Coordinate labeling data
☆ ☆ ☆ ☆

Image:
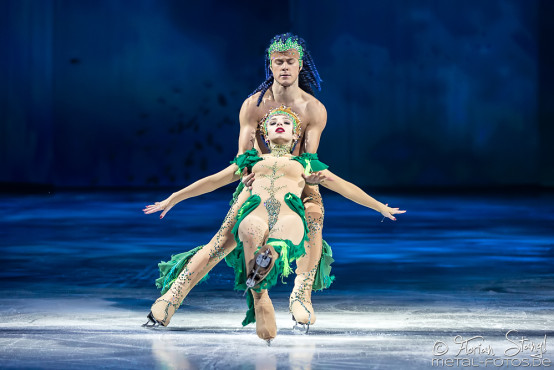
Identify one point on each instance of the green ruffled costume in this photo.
(288, 252)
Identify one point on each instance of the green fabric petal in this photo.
(248, 159)
(237, 192)
(323, 278)
(169, 271)
(310, 162)
(288, 252)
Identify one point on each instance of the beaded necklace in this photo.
(279, 150)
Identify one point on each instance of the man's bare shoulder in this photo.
(251, 102)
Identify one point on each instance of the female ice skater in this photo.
(270, 228)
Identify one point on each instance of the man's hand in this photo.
(247, 179)
(164, 206)
(388, 212)
(315, 178)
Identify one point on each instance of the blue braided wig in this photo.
(308, 77)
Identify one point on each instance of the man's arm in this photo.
(318, 120)
(248, 124)
(355, 194)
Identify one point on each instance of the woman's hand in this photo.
(247, 179)
(388, 212)
(164, 206)
(315, 178)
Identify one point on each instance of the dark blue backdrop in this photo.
(147, 93)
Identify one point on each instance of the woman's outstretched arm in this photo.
(202, 186)
(355, 194)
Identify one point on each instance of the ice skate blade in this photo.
(300, 329)
(152, 322)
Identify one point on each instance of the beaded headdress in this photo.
(280, 46)
(282, 110)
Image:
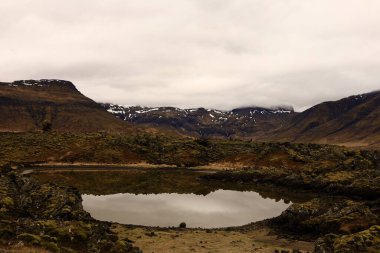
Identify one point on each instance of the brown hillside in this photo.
(30, 105)
(352, 121)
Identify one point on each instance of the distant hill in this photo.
(352, 121)
(43, 105)
(31, 105)
(250, 122)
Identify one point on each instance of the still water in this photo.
(221, 208)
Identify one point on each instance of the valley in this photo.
(275, 178)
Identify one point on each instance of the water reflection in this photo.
(221, 208)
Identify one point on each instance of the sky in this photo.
(220, 54)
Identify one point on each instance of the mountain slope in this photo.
(250, 122)
(31, 105)
(351, 121)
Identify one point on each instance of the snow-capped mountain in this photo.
(201, 121)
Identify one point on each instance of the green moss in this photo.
(50, 246)
(30, 239)
(7, 202)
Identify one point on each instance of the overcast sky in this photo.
(192, 53)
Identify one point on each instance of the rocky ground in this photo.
(343, 217)
(50, 217)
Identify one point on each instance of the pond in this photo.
(167, 197)
(221, 208)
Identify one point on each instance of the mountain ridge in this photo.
(28, 105)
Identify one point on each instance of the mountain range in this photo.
(40, 105)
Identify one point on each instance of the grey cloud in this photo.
(192, 53)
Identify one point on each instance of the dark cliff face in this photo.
(43, 105)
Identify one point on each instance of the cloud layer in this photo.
(191, 53)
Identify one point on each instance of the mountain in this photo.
(352, 121)
(30, 105)
(250, 122)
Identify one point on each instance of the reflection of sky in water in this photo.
(218, 209)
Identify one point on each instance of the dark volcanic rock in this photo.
(327, 215)
(51, 217)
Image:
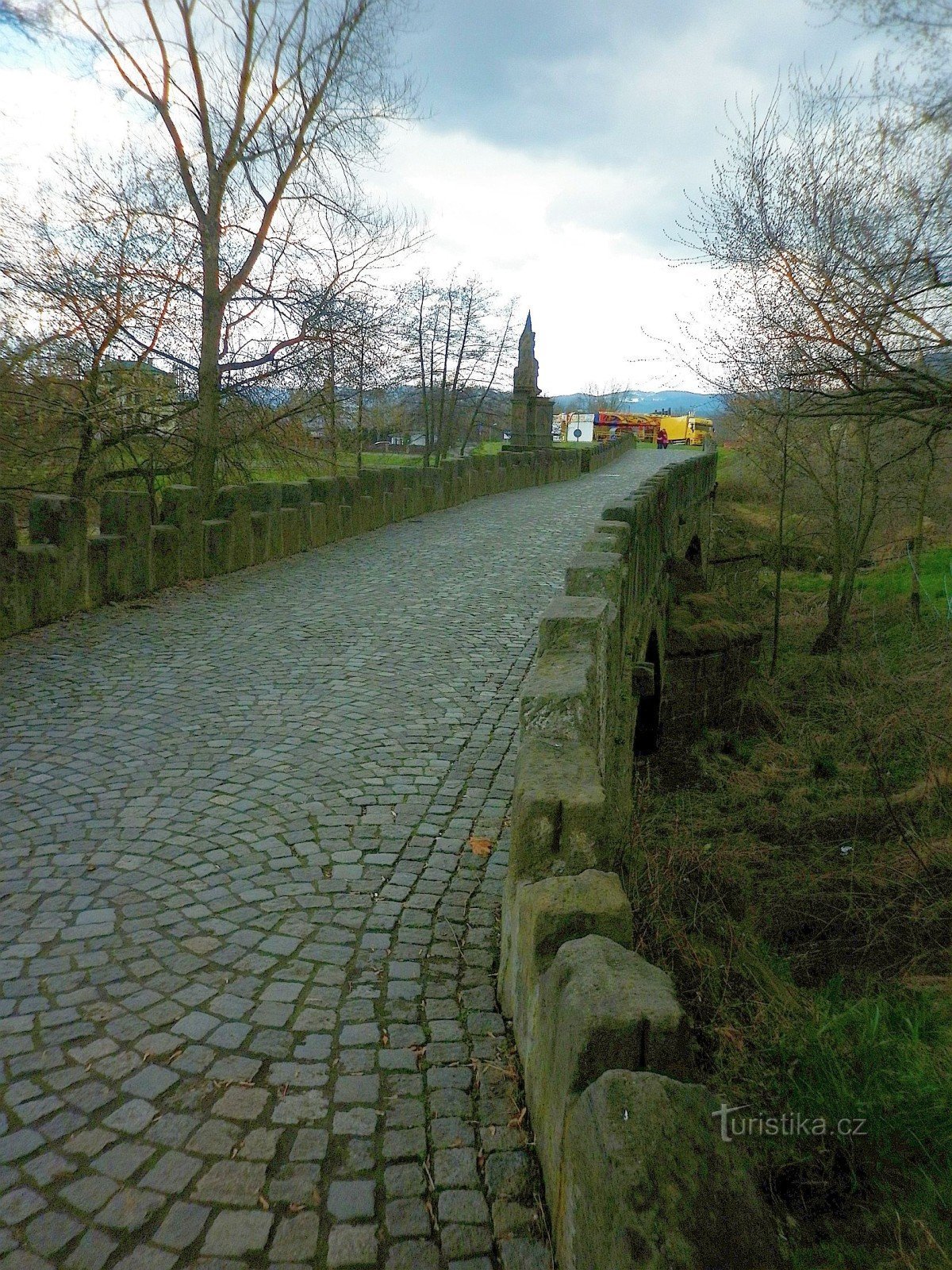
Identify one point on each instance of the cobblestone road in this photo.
(247, 948)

☆ ☆ ☆ ☆

▸ EXERCISE REQUIREMENTS
Convert the entries above into a two-column CSV with the headers instruction and points, giving each instruction and its points their own row, with every field quoted and line breaks replaced by spaces. Leave the pictures out.

▸ RESULT
instruction,points
"Image: Identify one point on each instance of the green ruffled costume in this photo.","(288, 252)"
"Identify one point on each instance of the green fabric petal in this photo.","(248, 159) (237, 192) (323, 278) (169, 271) (310, 162) (288, 252)"
"Identify one point on each instance of the beaded necklace in this photo.","(279, 150)"
"Identify one point on each instance of the man's bare shoulder in this photo.","(251, 102)"
"Identify one point on each instance of the female ice skater in this photo.","(270, 228)"
"Identify one point on each instance of the man's hand in this photo.","(247, 179) (164, 206) (388, 212) (315, 178)"
"Identify one point on each instance of the blue braided wig in this photo.","(308, 77)"
"Identify one point on each instance of the man's arm in this photo.","(318, 120) (248, 124) (355, 194)"
"Identify one point on each instance of the woman's hand in this photo.","(247, 179) (388, 212) (164, 206) (315, 178)"
"Identify one point on each instance of the dark blue backdrop in this photo.","(147, 93)"
"Identify one point on each instance of the woman's outstretched arm in this photo.","(202, 186) (355, 194)"
"Identify one point on each instance of the ice skate blade in this photo.","(300, 329) (152, 322)"
"Identify one point on each instance of the beaded headdress in this photo.","(280, 46) (282, 110)"
"Image: Identify one point on each instance of the brown hillside in this photo.","(30, 105) (352, 121)"
"Identify one point on each instance of the distant hill in this photo.","(352, 121) (43, 105) (31, 105) (250, 122)"
"Identify one point on each instance of the still water in this photo.","(221, 208)"
"Identify one point on each instance of the valley in this photo.","(275, 178)"
"Identify one point on each instance of the water reflection in this photo.","(221, 208)"
"Identify one point on each instance of the sky in this photo.","(220, 54)"
"Identify one point on each instance of the mountain slope in this photo.","(250, 122) (31, 105) (351, 121)"
"Identify one point on each instance of the snow-capped mountain in this photo.","(201, 121)"
"Identify one point on each instance of the green moss in this photo.","(50, 246) (30, 239) (7, 202)"
"Identify one point on each instance of the overcast sky in this photo.","(192, 53)"
"Identify one point on each instance of the rocky ground in this photo.","(343, 217) (50, 217)"
"Identify one point on each instance of the pond in this photo.","(167, 197) (221, 208)"
"Identify one point on each instance of the mountain ridge in this photo.","(28, 105)"
"Identify one point on each instance of the mountain range in this photo.","(40, 105)"
"Identify one point on each instance of the grey cloud in this photo.","(192, 53)"
"Identify one point on each instance of the dark cliff face in this photo.","(43, 105)"
"Identify one point on each instance of the cloud layer in this photo.","(191, 53)"
"Identify one point on each instance of the mountain in this photo.","(352, 121) (30, 105) (250, 122)"
"Identify one point on each instance of the reflection of sky in water in this photo.","(218, 209)"
"Identify one point on each instance of the dark volcanic rock in this photo.","(327, 215) (51, 217)"
"Image: Identify one point on each instance of the cobblestone road in this photo.","(247, 948)"